■ **REQUIREMENT**
Your task is to write out the lines from the line containing "of the claret" through the last line of the material, exactly.

■ **DATA PROVIDED**
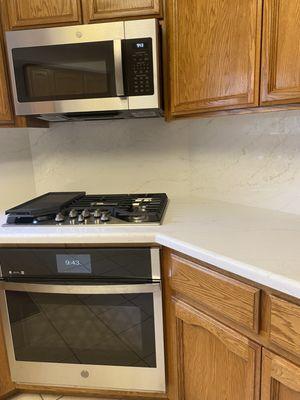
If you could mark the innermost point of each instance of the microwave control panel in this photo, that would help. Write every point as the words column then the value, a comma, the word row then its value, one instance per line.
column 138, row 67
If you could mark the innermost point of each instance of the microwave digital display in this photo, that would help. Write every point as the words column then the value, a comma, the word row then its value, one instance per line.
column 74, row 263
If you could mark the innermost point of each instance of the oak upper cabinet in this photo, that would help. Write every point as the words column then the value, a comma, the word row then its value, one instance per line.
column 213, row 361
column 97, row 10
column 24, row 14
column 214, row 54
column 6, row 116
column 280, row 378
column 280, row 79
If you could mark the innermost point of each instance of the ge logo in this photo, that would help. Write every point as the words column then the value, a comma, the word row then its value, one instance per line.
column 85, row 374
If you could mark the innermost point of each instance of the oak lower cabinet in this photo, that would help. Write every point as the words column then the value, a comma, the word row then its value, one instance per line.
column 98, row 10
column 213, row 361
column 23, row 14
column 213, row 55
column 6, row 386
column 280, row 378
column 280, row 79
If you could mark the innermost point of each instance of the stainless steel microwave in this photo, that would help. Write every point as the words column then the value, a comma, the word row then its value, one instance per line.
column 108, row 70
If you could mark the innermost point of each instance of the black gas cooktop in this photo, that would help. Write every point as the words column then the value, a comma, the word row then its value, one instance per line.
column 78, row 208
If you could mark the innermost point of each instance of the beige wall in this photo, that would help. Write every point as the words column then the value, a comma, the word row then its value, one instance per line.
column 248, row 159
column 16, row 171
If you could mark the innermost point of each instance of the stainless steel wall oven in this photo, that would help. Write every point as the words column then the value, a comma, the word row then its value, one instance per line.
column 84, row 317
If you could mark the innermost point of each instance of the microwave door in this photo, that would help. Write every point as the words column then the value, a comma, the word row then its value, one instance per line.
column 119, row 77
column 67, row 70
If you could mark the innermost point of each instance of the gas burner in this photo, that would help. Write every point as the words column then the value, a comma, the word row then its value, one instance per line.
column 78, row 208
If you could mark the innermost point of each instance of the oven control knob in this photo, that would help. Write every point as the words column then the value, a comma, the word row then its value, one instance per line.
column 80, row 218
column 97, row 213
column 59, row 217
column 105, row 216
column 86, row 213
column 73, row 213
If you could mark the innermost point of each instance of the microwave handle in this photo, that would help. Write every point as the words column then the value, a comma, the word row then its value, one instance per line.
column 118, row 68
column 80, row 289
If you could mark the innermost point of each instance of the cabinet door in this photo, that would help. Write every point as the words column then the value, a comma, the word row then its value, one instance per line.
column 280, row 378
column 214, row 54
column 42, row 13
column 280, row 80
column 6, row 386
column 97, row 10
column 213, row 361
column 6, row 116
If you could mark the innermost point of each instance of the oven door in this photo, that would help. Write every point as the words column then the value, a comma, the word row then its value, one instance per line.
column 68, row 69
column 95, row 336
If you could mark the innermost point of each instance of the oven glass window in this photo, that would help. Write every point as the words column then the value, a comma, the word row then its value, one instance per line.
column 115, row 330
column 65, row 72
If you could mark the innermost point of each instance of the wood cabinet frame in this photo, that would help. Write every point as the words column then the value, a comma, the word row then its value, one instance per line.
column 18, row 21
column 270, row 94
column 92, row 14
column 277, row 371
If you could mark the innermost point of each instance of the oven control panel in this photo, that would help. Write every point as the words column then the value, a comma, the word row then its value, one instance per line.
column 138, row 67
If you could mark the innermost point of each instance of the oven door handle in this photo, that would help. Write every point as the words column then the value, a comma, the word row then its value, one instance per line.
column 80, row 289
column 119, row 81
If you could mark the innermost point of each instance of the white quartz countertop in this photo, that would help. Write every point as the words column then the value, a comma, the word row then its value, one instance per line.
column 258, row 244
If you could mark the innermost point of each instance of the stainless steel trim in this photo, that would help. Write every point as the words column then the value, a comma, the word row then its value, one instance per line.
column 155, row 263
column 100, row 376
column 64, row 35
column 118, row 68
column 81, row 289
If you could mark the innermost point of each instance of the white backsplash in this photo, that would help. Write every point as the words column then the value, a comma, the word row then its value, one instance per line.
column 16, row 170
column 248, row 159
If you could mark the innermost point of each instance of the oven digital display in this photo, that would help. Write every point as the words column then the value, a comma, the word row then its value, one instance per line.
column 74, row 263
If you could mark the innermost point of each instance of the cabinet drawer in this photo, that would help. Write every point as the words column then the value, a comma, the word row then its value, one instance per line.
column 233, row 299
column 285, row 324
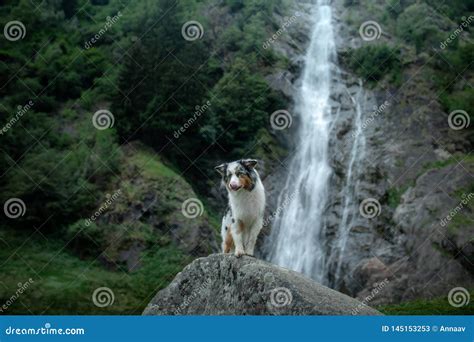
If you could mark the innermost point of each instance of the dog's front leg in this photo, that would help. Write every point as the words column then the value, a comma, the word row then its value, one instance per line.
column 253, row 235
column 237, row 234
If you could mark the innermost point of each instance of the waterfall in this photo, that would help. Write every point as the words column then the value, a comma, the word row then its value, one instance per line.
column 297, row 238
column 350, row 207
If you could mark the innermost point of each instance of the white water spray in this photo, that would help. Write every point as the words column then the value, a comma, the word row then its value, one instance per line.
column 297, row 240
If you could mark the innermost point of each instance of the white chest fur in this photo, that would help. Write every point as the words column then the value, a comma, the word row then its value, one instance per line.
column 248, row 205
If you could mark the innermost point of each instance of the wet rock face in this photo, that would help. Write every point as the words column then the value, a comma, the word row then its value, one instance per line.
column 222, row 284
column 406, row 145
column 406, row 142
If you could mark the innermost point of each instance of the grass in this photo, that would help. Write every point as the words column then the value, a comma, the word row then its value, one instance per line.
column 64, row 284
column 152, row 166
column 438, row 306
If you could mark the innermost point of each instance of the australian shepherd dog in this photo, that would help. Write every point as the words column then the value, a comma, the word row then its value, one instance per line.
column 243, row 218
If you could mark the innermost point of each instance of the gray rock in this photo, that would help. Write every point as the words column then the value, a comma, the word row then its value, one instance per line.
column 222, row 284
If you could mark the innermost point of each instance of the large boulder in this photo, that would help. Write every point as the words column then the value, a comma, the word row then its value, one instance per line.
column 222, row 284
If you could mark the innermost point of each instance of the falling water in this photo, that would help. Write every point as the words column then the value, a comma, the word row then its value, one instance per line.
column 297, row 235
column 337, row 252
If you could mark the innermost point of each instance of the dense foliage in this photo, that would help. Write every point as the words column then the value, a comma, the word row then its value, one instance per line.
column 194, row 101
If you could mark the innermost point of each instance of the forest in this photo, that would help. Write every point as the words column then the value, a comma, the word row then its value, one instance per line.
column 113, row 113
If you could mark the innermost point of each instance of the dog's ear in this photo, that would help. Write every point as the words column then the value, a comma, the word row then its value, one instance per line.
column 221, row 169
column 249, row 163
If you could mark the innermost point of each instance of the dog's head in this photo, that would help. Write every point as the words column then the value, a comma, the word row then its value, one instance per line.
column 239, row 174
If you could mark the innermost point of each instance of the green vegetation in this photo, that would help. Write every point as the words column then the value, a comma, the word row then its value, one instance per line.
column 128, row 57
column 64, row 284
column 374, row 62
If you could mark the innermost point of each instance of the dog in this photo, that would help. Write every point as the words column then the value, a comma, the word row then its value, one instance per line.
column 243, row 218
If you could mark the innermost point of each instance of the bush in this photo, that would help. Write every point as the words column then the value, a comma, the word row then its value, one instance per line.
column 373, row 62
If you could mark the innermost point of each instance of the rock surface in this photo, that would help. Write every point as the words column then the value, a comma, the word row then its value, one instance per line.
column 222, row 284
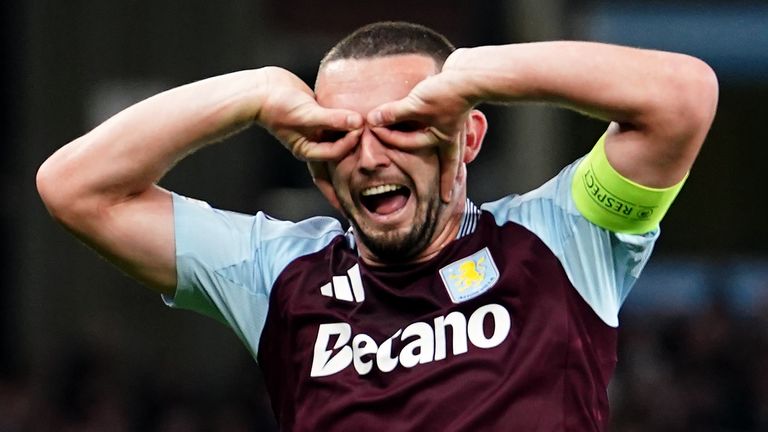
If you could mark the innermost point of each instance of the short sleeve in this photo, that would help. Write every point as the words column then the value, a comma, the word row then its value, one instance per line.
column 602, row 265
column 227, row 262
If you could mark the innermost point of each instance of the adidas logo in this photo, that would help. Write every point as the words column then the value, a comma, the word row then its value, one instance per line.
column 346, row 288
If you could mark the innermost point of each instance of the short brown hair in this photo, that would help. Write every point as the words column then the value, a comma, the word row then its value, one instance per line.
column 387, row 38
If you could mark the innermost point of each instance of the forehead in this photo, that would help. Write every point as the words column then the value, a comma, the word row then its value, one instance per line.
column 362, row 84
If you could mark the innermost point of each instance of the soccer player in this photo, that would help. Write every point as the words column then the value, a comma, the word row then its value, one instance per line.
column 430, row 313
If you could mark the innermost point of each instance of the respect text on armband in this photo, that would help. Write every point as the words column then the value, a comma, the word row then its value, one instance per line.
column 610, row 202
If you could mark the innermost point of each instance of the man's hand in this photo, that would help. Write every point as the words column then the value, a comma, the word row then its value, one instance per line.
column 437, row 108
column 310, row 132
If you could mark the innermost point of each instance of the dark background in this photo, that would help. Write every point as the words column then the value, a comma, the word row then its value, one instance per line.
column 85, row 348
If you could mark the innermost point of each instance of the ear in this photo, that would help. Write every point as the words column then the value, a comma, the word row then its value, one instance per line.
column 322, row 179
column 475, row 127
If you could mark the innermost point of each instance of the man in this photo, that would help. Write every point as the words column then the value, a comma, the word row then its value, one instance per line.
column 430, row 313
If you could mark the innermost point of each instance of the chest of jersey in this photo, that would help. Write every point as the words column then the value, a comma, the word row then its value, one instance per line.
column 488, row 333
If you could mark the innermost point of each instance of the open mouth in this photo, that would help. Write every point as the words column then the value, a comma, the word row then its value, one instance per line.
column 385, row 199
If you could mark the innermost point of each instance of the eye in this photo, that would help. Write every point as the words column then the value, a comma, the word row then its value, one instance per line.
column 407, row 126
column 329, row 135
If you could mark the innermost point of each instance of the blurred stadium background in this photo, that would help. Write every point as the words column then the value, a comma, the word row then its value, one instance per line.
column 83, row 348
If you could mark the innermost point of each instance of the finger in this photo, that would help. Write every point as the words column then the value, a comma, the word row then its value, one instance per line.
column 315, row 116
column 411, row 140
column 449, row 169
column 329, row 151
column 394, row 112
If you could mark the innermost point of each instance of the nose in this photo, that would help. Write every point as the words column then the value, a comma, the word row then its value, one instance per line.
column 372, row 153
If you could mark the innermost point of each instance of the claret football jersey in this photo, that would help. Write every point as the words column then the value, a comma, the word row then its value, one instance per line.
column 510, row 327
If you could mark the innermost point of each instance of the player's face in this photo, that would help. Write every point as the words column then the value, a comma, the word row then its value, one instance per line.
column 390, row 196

■ **SOLUTION BELOW**
If you could mark the innermost point of each instance of the claret football jersey in this photo, that would help. Write every point as the words column then the value, a comma, the word row then its value, one instance per line.
column 510, row 327
If you could mark the innermost point of each instance of the player's face in this photo, that would help. Write every point as the words column then the value, a comma, the word row then its value, one instance per line.
column 390, row 196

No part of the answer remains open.